■ **Supplied text**:
● ● ● ●
BZ: So you are now a founder and owner of Future Pathways Consultants. What’s happening there?
DM: That is correct. FPC is a company driven to help youths across the world to achieve their career goals. Our purpose is helping students, athletes and individuals to reach career competency, maturity and assist them with bursary opportunities to study in South Africa and abroad. We use various career exploration activities to identify youths career interests, subject choices, values, personalities and competencies. We are all about growing a competent society where every individual is responsible and accountable for their decisions, career choices and future.
BZ: What are some of the success stories you have experienced so far?
DM: Quite a few actually. I have worked with a Hellenic Football Club, Mark-Bryne High Performance School and with kids from Curro Centurity City, Reddam House Durbanville, Hertzlia High School, including a few students from UK and Zimbabwe.
FPC was officially established in 2019 and it will be a year in a few months.
We are in an education phase of raising career awareness to youths and parents. At times you find that parents in the black communities tend to decide on traditional career paths such as doctors and lawyers for their children … You find that a lot of these degrees will just hang on the walls without being used because the child wanted to be a mechanic, a hair dresser or something that makes them satisfied.
● ● ● ●
■ **Provided data**:
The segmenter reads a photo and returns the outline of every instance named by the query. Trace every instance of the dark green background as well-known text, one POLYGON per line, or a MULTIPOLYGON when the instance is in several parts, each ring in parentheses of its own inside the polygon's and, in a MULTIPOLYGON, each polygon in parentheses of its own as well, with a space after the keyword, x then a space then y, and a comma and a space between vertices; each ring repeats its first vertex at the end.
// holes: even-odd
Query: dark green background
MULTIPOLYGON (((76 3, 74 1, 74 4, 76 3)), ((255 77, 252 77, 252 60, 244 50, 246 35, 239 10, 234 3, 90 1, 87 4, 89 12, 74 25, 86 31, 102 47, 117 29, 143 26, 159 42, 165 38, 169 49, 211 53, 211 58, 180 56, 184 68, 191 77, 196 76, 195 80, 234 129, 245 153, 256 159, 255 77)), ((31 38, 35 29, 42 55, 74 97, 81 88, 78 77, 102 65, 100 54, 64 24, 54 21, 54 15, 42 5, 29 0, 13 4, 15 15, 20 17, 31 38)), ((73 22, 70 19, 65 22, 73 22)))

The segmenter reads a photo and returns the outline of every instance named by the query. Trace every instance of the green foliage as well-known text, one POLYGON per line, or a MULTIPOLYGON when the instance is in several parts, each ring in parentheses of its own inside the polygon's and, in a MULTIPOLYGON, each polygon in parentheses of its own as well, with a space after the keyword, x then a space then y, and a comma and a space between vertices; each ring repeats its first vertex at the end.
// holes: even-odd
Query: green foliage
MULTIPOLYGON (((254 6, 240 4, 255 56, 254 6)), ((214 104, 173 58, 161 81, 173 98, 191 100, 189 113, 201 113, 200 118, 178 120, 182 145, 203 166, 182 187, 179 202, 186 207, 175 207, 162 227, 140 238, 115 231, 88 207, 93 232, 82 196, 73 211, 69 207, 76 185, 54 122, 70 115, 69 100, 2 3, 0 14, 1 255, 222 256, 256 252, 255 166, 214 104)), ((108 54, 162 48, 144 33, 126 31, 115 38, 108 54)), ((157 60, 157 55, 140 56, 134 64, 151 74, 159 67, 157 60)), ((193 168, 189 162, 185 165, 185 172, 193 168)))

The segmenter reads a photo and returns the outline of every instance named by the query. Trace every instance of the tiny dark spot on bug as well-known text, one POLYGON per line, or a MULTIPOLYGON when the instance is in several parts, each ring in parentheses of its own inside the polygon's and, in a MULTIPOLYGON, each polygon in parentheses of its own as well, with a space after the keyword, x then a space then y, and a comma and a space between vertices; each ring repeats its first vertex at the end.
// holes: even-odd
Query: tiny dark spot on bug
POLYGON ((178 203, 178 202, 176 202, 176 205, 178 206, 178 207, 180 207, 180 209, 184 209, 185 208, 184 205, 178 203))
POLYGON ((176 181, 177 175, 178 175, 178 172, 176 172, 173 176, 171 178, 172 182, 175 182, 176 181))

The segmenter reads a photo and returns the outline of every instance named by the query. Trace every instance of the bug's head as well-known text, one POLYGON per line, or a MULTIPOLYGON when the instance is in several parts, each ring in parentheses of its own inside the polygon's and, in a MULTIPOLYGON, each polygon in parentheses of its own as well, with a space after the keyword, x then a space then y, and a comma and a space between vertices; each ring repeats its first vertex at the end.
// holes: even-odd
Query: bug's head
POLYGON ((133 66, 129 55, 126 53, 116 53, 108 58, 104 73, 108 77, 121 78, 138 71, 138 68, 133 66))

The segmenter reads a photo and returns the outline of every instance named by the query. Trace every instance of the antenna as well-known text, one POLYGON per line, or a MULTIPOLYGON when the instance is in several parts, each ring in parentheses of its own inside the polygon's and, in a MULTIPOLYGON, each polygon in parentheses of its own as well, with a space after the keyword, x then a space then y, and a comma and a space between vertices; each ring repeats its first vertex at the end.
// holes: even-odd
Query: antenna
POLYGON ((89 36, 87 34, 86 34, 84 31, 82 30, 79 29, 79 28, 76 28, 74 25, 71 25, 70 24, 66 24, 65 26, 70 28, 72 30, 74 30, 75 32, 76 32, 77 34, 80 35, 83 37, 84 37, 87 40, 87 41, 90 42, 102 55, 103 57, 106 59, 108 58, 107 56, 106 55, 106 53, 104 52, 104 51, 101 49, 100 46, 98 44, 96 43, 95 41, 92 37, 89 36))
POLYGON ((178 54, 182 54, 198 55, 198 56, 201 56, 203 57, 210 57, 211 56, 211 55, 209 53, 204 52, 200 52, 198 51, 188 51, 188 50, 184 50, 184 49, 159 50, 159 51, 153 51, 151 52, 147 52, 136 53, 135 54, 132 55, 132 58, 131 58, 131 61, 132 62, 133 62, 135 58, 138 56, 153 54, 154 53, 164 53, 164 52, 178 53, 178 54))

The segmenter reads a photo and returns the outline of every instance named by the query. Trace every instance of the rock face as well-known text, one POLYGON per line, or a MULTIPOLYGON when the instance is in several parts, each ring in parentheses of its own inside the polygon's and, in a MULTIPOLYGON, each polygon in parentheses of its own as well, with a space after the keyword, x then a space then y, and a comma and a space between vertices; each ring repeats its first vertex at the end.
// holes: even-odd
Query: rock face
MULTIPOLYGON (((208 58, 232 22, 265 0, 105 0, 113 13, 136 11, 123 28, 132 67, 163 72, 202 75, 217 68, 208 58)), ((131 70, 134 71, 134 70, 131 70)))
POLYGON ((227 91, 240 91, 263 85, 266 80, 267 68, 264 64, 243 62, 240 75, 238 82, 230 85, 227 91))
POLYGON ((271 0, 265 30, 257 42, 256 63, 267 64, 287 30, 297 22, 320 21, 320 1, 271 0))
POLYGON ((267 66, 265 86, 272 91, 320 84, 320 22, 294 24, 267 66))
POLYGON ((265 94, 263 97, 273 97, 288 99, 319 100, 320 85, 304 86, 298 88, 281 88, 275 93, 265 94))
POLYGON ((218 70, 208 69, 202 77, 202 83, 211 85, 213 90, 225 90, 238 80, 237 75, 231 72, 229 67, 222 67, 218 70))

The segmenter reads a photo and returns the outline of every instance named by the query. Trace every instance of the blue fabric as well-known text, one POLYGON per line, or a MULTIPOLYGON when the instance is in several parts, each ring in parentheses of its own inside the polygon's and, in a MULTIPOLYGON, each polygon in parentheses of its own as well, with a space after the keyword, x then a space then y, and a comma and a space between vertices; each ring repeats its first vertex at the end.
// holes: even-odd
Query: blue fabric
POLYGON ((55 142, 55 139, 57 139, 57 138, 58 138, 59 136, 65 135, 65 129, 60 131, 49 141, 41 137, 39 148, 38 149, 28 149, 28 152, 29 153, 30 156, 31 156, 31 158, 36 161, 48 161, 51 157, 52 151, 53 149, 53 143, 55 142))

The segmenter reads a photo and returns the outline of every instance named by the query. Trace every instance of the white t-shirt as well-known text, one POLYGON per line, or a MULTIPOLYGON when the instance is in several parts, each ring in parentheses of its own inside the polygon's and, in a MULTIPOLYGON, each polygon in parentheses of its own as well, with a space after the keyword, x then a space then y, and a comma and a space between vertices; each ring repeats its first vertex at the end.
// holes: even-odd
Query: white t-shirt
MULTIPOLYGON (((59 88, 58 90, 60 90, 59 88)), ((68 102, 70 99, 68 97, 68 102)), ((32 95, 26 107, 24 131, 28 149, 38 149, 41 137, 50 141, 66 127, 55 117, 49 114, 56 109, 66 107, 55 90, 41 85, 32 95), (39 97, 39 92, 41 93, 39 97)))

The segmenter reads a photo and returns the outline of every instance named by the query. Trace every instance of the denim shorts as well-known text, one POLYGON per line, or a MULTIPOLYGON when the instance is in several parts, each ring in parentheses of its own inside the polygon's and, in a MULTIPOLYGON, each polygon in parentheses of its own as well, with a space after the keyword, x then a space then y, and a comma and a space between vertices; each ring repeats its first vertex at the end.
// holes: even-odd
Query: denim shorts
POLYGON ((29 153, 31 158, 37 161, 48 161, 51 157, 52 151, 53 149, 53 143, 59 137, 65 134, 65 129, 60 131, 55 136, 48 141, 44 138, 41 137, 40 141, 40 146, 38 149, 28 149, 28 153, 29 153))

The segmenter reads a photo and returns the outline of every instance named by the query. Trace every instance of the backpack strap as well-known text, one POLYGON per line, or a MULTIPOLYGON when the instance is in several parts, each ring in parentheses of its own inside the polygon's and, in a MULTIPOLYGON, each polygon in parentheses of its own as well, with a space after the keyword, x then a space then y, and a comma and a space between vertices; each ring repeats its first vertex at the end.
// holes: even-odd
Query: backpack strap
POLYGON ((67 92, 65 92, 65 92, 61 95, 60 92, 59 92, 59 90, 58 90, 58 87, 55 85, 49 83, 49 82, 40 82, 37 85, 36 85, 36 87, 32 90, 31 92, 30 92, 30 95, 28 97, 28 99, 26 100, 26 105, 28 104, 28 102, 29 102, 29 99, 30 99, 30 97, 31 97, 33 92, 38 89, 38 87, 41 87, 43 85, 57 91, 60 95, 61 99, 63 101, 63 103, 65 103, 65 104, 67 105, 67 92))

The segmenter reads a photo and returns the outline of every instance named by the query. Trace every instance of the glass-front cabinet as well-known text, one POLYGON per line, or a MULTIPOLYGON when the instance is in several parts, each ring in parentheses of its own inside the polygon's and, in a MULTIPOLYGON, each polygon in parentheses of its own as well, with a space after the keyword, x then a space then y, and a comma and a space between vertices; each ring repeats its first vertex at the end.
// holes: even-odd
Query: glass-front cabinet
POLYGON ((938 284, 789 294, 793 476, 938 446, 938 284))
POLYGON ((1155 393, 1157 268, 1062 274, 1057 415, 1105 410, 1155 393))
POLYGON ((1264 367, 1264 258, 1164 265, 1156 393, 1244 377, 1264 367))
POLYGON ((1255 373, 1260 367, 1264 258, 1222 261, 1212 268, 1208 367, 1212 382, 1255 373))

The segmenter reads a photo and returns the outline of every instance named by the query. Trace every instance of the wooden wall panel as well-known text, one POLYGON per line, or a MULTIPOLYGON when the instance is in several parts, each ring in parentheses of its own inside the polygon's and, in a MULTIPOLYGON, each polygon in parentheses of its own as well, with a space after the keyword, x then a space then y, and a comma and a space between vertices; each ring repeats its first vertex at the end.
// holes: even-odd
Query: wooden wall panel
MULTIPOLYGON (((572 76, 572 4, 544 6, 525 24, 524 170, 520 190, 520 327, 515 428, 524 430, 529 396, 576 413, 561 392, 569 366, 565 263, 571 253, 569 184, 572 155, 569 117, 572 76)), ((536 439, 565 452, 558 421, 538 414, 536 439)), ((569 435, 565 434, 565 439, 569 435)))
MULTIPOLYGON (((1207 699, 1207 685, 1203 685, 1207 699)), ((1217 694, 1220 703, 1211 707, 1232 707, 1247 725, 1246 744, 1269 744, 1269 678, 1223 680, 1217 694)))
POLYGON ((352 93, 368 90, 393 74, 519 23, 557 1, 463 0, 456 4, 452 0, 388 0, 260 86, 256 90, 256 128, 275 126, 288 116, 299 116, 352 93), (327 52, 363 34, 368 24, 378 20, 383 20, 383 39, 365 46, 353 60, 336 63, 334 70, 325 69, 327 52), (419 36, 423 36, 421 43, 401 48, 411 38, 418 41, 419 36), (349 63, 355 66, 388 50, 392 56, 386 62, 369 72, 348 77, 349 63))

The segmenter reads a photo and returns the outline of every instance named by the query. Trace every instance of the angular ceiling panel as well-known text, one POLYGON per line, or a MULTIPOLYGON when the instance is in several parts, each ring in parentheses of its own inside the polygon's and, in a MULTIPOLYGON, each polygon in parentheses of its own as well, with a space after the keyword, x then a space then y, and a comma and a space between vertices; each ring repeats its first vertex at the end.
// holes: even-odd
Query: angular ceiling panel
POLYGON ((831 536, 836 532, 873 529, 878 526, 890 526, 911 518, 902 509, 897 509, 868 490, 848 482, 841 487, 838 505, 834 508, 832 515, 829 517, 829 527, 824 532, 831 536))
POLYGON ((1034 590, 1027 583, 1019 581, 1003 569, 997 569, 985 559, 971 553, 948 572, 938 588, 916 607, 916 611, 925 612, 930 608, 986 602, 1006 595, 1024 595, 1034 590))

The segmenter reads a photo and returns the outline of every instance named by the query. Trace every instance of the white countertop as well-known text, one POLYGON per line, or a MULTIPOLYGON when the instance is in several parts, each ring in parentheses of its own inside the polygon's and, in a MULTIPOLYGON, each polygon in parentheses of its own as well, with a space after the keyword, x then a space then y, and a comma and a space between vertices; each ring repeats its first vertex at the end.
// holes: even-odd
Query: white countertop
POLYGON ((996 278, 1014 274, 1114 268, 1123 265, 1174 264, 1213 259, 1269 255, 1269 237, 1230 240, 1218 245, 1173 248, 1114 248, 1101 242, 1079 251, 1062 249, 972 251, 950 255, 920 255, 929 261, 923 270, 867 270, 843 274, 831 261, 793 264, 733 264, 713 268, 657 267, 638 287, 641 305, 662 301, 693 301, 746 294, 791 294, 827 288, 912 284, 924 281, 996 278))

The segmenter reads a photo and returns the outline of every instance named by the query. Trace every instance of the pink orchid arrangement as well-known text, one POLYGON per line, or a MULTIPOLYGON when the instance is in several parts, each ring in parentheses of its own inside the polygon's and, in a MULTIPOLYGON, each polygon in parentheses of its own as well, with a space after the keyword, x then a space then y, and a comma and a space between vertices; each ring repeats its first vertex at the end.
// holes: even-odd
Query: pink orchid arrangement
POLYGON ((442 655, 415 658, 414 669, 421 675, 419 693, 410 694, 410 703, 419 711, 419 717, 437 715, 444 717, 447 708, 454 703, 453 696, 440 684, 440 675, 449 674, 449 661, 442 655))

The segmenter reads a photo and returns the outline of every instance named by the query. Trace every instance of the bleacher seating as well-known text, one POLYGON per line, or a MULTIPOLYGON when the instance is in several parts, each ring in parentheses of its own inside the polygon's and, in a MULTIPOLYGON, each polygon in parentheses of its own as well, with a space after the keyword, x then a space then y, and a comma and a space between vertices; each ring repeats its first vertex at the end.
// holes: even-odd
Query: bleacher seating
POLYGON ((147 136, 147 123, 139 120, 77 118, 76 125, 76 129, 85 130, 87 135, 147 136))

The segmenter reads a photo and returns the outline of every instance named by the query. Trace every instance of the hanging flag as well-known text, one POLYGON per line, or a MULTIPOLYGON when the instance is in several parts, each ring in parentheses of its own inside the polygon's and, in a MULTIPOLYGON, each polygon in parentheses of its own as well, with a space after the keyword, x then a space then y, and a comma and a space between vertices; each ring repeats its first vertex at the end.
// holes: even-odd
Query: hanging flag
● ● ● ●
■ **What needs to be done**: Reproduce verbatim the portion of the interview from "DM: That is" to "experienced so far?".

■ **Exercise result**:
DM: That is correct. FPC is a company driven to help youths across the world to achieve their career goals. Our purpose is helping students, athletes and individuals to reach career competency, maturity and assist them with bursary opportunities to study in South Africa and abroad. We use various career exploration activities to identify youths career interests, subject choices, values, personalities and competencies. We are all about growing a competent society where every individual is responsible and accountable for their decisions, career choices and future.
BZ: What are some of the success stories you have experienced so far?